- **Written task**: Which lines in the data below contain the string "cauliflower"? Find each one and copy it out whole, treating uppercase and lowercase letters as different.

- **Dataset**:
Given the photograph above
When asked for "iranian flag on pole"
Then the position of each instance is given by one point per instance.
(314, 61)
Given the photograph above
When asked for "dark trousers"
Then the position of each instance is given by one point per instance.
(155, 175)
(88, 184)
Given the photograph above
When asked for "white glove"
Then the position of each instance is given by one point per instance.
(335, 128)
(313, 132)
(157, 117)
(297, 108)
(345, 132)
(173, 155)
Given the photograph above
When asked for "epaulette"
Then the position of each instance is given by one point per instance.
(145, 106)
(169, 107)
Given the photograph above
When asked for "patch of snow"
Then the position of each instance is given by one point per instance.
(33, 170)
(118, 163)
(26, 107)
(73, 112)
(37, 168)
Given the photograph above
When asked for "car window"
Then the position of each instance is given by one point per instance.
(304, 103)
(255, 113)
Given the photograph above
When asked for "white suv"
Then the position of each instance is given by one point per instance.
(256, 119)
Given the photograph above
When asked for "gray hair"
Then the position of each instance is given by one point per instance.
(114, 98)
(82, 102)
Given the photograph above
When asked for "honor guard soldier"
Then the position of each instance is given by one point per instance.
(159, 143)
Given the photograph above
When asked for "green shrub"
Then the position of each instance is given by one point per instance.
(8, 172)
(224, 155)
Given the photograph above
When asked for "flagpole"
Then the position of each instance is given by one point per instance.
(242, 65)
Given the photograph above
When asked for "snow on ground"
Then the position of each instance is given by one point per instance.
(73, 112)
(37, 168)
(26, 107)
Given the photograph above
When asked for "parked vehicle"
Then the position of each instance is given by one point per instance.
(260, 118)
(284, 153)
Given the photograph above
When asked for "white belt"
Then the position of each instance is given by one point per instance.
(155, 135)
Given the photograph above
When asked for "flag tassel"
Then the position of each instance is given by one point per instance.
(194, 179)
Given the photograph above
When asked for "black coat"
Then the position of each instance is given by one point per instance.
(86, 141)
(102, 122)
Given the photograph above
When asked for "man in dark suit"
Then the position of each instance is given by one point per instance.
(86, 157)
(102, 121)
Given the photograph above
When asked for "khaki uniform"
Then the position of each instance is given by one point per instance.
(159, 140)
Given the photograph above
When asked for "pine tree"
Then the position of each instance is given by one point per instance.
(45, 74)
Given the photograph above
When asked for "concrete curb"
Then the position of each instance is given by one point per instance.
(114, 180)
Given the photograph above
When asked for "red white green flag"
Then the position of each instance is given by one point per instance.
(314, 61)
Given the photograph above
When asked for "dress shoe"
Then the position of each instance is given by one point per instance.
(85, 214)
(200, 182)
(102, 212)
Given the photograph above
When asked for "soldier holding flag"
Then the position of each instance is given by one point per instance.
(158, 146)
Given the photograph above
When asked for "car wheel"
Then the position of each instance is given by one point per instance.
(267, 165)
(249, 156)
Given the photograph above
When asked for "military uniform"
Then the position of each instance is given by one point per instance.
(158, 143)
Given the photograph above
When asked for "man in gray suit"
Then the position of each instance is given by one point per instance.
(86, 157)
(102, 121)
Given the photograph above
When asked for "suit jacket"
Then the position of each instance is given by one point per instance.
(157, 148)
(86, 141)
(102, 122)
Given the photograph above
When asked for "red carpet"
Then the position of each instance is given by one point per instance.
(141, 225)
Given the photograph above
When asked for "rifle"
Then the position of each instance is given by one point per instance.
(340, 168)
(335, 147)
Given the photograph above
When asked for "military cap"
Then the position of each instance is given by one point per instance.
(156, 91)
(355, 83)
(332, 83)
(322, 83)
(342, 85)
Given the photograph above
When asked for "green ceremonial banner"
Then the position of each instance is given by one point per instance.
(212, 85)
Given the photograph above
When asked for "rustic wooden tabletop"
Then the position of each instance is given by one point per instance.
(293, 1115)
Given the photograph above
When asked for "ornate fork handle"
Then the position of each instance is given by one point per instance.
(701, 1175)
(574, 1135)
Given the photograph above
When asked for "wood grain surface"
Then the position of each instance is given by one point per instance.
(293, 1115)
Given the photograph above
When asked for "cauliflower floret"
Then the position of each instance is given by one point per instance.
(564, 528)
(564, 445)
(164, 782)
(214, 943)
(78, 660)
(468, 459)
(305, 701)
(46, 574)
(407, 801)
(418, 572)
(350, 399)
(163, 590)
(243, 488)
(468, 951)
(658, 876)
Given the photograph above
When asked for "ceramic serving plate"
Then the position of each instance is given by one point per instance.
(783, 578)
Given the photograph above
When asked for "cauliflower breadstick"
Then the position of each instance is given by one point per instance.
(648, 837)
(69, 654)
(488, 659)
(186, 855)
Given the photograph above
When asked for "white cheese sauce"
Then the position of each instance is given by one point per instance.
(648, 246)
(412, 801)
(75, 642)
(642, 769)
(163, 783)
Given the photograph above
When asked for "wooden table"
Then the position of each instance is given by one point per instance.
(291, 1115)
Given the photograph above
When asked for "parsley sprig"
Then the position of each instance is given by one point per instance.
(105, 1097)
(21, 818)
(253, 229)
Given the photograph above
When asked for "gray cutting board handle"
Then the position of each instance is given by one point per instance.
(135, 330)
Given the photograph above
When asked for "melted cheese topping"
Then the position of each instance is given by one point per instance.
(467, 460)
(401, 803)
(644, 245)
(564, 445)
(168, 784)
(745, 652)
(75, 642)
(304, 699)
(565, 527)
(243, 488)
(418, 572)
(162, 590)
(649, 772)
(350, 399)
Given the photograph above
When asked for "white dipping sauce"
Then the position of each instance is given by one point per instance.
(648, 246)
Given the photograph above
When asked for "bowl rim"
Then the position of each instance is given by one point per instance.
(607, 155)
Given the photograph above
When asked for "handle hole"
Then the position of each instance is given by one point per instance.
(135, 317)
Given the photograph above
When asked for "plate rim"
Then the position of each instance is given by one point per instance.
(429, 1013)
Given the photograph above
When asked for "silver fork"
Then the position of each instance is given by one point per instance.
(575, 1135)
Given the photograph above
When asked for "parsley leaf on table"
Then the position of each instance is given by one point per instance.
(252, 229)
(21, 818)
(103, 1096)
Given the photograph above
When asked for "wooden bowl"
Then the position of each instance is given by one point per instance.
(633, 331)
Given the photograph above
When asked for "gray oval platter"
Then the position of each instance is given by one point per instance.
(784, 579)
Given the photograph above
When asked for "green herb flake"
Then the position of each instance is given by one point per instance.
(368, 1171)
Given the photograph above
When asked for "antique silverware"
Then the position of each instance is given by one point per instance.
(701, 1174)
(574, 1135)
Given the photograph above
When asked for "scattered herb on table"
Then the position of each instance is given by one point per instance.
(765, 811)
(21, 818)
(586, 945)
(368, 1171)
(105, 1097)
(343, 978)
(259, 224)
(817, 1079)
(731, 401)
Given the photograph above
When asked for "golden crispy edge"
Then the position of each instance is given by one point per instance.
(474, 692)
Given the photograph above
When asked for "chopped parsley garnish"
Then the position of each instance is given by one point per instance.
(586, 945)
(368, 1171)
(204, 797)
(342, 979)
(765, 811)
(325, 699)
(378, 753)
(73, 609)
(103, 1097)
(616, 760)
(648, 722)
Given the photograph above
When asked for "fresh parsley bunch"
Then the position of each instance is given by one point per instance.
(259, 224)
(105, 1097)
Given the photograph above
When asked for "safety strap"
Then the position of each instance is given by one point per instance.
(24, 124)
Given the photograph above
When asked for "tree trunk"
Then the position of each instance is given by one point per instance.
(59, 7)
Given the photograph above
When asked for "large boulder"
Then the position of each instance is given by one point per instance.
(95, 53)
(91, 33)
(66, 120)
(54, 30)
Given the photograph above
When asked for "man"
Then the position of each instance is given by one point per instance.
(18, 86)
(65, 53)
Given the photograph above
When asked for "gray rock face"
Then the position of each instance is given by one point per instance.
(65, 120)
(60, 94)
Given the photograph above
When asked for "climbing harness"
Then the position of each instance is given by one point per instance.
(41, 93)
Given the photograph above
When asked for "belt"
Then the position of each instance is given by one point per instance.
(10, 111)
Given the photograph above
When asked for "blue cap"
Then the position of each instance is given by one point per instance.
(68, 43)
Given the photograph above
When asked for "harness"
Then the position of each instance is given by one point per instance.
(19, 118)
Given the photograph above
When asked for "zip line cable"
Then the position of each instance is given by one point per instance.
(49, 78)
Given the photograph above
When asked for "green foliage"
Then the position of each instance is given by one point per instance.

- **The solution**:
When asked for "cauliflower floret"
When asked for "cauliflower breadstick"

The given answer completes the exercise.